> Given request: Turn every line of the records below into a numbered list, leaving out any blank lines.

> Data supplied:
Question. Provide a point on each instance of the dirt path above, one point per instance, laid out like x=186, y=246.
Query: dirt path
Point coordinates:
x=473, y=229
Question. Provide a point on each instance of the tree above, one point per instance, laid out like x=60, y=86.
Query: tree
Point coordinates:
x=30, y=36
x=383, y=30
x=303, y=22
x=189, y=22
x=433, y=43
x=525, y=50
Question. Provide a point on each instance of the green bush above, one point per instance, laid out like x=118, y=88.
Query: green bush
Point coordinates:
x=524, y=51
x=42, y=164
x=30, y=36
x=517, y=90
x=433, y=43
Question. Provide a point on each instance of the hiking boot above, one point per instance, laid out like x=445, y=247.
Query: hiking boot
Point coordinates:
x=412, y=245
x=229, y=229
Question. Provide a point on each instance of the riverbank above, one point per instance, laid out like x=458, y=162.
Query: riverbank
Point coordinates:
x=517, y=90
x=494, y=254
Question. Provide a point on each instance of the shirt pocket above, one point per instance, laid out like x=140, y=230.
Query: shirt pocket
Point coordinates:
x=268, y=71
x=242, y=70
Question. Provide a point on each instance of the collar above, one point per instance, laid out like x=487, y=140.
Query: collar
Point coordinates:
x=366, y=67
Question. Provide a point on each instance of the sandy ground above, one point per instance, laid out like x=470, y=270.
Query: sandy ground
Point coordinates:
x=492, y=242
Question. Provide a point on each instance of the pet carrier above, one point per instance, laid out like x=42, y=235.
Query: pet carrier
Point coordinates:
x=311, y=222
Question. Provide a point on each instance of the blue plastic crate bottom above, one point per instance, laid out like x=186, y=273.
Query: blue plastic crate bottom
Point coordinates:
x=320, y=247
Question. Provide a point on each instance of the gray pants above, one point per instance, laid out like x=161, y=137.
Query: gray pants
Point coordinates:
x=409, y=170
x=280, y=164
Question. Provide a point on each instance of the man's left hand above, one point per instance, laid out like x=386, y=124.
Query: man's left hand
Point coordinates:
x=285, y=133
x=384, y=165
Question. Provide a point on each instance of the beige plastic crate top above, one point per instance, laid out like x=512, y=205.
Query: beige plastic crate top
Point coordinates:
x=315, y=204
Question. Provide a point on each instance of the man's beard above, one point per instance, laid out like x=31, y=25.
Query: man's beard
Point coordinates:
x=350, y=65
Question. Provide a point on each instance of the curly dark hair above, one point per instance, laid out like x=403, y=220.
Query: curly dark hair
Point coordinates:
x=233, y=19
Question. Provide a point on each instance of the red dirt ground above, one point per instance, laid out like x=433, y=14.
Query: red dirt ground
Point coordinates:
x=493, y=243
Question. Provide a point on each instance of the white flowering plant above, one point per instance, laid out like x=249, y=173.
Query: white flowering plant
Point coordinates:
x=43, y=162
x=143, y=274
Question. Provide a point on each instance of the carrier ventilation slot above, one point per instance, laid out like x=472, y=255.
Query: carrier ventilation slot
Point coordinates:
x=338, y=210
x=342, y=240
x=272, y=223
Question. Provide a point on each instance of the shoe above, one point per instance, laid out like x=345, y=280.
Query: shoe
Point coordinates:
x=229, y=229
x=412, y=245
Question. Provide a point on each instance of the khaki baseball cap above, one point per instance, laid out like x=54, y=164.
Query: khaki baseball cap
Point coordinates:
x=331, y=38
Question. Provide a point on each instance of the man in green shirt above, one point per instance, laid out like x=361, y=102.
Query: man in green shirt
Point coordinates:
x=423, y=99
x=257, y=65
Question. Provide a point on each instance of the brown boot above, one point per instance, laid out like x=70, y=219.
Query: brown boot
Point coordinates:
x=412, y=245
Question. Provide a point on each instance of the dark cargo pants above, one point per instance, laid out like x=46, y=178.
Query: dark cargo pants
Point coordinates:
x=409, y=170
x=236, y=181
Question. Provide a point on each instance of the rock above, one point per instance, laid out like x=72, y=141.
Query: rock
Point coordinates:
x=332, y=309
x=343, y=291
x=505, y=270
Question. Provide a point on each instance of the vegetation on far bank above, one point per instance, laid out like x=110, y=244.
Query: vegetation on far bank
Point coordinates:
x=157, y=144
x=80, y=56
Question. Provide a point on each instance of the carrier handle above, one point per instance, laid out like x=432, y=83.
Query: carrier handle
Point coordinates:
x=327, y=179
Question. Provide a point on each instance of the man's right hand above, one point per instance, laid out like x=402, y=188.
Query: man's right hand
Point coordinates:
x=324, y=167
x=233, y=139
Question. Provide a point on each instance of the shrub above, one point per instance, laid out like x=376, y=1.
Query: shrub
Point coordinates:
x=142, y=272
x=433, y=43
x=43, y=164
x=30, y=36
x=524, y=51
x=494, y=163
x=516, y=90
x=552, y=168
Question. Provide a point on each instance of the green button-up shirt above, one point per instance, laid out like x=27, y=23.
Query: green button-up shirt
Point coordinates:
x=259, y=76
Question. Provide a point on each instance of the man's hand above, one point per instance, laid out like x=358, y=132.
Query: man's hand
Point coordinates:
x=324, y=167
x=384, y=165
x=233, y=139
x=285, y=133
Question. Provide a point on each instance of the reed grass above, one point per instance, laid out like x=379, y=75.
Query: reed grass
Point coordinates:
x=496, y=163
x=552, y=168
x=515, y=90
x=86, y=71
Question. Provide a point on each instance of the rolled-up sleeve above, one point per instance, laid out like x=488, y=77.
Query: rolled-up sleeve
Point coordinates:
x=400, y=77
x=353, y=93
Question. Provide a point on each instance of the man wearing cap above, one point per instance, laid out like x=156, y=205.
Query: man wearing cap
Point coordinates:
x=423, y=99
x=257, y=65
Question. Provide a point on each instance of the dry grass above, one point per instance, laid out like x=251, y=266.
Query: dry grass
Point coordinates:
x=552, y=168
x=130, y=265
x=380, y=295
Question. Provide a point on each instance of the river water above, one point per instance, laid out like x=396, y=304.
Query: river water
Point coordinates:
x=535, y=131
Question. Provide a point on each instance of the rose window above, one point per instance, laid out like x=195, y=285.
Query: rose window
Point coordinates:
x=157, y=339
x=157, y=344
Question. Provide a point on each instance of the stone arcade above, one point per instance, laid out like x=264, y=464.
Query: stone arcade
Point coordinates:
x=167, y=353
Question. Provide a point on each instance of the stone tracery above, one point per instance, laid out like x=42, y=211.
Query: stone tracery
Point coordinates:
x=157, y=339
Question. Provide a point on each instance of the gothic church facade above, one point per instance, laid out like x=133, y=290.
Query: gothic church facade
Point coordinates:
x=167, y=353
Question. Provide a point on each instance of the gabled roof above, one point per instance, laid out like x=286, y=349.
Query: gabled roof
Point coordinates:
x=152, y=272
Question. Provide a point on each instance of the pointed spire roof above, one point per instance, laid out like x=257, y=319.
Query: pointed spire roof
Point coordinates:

> Answer in full:
1. Question. Provide a point on each instance of the dirt path above, one point per instance, laid out like x=186, y=246.
2. Query: dirt path
3. Point coordinates:
4. x=473, y=229
5. Question. Provide a point on each instance of the tree above, one point per instance, laid out like x=60, y=86.
6. Query: tree
7. Point coordinates:
8. x=30, y=36
9. x=383, y=30
10. x=303, y=22
11. x=189, y=22
12. x=433, y=43
13. x=525, y=50
14. Question. Provide a point on each instance of the green bush above, one point per instance, laid out like x=118, y=88.
15. Query: green bush
16. Point coordinates:
17. x=524, y=51
18. x=42, y=164
19. x=30, y=36
20. x=517, y=90
21. x=433, y=43
22. Question. Provide a point on each instance of the hiking boot above, one point per instance, laid out like x=445, y=247.
23. Query: hiking boot
24. Point coordinates:
25. x=412, y=245
26. x=229, y=229
27. Question. Provide a point on each instance of the riverbank above, one point per instance, laid out like x=458, y=162.
28. Query: riverbank
29. Point coordinates:
30. x=517, y=90
31. x=494, y=254
32. Question. Provide a point on each instance of the shirt pocket above, one point per instance, laid out like x=140, y=230.
33. Query: shirt pocket
34. Point coordinates:
35. x=268, y=71
36. x=242, y=70
37. Question. Provide a point on each instance of the collar above, one point per instance, laid out like x=487, y=140.
38. Query: collar
39. Point coordinates:
40. x=366, y=67
41. Question. Provide a point on each instance of the sandy ground above, one point per instance, laid out like x=470, y=270.
42. Query: sandy ground
43. Point coordinates:
44. x=492, y=242
45. Question. Provide a point on each instance of the pet carrier above, one point per instance, laid out like x=42, y=235.
46. Query: pet carrier
47. Point coordinates:
48. x=311, y=222
49. Question. Provide a point on each instance of the blue plastic crate bottom above, one point per instance, laid out like x=186, y=273.
50. Query: blue plastic crate bottom
51. Point coordinates:
52. x=320, y=247
53. Question. Provide a point on each instance of the gray pants above, one point per instance, laid out like x=161, y=137.
54. Query: gray pants
55. Point coordinates:
56. x=409, y=170
57. x=280, y=164
58. Question. Provide a point on each instance of the man's left hand above, one point per instance, laid out like x=386, y=124.
59. Query: man's left hand
60. Point coordinates:
61. x=285, y=133
62. x=384, y=165
63. Question. Provide a point on each instance of the beige plastic crate top above, one point per instance, laid out like x=512, y=205.
64. Query: beige plastic crate top
65. Point coordinates:
66. x=315, y=204
67. Question. Provide a point on each instance of the man's beard above, one point per instance, laid out like x=31, y=25.
68. Query: man's beard
69. Point coordinates:
70. x=350, y=65
71. Question. Provide a point on each instance of the curly dark hair above, one point per instance, laid out like x=403, y=220.
72. Query: curly dark hair
73. Point coordinates:
74. x=233, y=19
75. Question. Provide a point on each instance of the red dirt ground above, one point per instance, laid out like x=433, y=14.
76. Query: red dirt ground
77. Point coordinates:
78. x=493, y=243
79. Question. Provide a point on each instance of the white flowering plant above, one point per instance, laid out like x=249, y=173.
80. Query: white flowering plant
81. Point coordinates:
82. x=43, y=162
83. x=143, y=274
84. Question. Provide a point on each instance of the carrier ventilation slot above, one point per instance, laid out like x=472, y=255.
85. Query: carrier ventilation slot
86. Point coordinates:
87. x=338, y=210
88. x=342, y=240
89. x=272, y=223
90. Question. Provide a point on each instance of the shoe above, one point per instance, laid out like x=345, y=280.
91. Query: shoe
92. Point coordinates:
93. x=229, y=229
94. x=412, y=245
95. Question. Provide a point on each instance of the khaki baseball cap above, one point per instance, laid out like x=54, y=164.
96. Query: khaki baseball cap
97. Point coordinates:
98. x=331, y=38
99. Question. Provide a point on each instance of the man in green shirt above, one point per instance, laid out like x=361, y=102.
100. Query: man in green shirt
101. Point coordinates:
102. x=423, y=99
103. x=257, y=65
104. Question. Provide a point on each instance of the brown boot above, one point per instance, laid out like x=70, y=219.
105. Query: brown boot
106. Point coordinates:
107. x=412, y=245
108. Question. Provide a point on each instance of the dark cargo pants above, one point per instance, laid out like x=46, y=178.
109. Query: dark cargo pants
110. Point coordinates:
111. x=409, y=170
112. x=236, y=181
113. Question. Provide a point on each instance of the rock above, one point per instance, laid out like x=72, y=141.
114. Query: rock
115. Point coordinates:
116. x=332, y=309
117. x=343, y=291
118. x=505, y=270
119. Question. Provide a point on each instance of the vegetation on far bank above, one point per instance, laid out like x=110, y=244.
120. Query: vegetation on far bank
121. Point coordinates:
122. x=157, y=144
123. x=80, y=56
124. Question. Provide a point on each instance of the carrier handle above, one point per instance, laid out like x=432, y=83.
125. Query: carrier handle
126. Point coordinates:
127. x=327, y=179
128. Question. Provide a point on each instance of the man's right hand above, one point per instance, laid out like x=402, y=188.
129. Query: man's right hand
130. Point coordinates:
131. x=324, y=167
132. x=233, y=139
133. Question. Provide a point on each instance of the shrub above, one point per instance, laid out like x=376, y=1.
134. Query: shrub
135. Point coordinates:
136. x=142, y=272
137. x=433, y=43
138. x=43, y=164
139. x=30, y=36
140. x=524, y=51
141. x=494, y=163
142. x=516, y=90
143. x=552, y=168
144. Question. Provide a point on each instance of the green button-up shirt above, one point per instance, laid out like x=27, y=23.
145. Query: green button-up shirt
146. Point coordinates:
147. x=259, y=76
148. Question. Provide a point on each instance of the man's hand above, one point per instance, laid out like x=358, y=132.
149. Query: man's hand
150. Point coordinates:
151. x=324, y=167
152. x=384, y=165
153. x=233, y=139
154. x=285, y=133
155. Question. Provide a point on each instance of the reed grass above, one point per instance, laid out like x=379, y=75.
156. Query: reed grass
157. Point coordinates:
158. x=496, y=163
159. x=552, y=168
160. x=515, y=90
161. x=86, y=71
162. Question. Provide a point on each instance of the rolled-up sleeve above, one point per instance, laid out like x=488, y=77.
163. Query: rolled-up sleeve
164. Point coordinates:
165. x=400, y=77
166. x=353, y=93
167. Question. Provide a point on each instance of the man wearing cap above, one point per instance, laid out like x=156, y=205.
168. Query: man wearing cap
169. Point coordinates:
170. x=423, y=99
171. x=257, y=65
172. Question. Provide a point on each instance of the dry grass above, one point per instance, laid out like x=251, y=266.
173. Query: dry grass
174. Point coordinates:
175. x=552, y=168
176. x=130, y=265
177. x=380, y=295
178. Question. Provide a point on each instance of the river water above, one point per instance, laid out like x=396, y=304.
179. Query: river water
180. Point coordinates:
181. x=535, y=131
182. Question. Provide a point on each instance of the rose window above, one point per instance, laid out like x=195, y=285.
183. Query: rose window
184. Point coordinates:
185. x=157, y=339
186. x=157, y=344
187. Question. Provide a point on each instance of the stone arcade above, one point per instance, laid out like x=264, y=464.
188. Query: stone arcade
189. Point coordinates:
190. x=167, y=353
191. Question. Provide a point on each instance of the stone tracery above, one point per instance, laid out like x=42, y=211.
192. Query: stone tracery
193. Point coordinates:
194. x=157, y=339
195. Question. Provide a point on each instance of the gothic church facade above, one point per instance, laid out like x=133, y=290.
196. Query: gothic church facade
197. Point coordinates:
198. x=167, y=353
199. Question. Provide a point on each instance of the gabled roof above, one point per instance, laid out like x=286, y=349.
200. Query: gabled roof
201. Point coordinates:
202. x=152, y=272
203. Question. Provide a point on each instance of the pointed spire roof above, one point per instance, laid out like x=257, y=319.
204. Query: pointed spire roof
205. Point coordinates:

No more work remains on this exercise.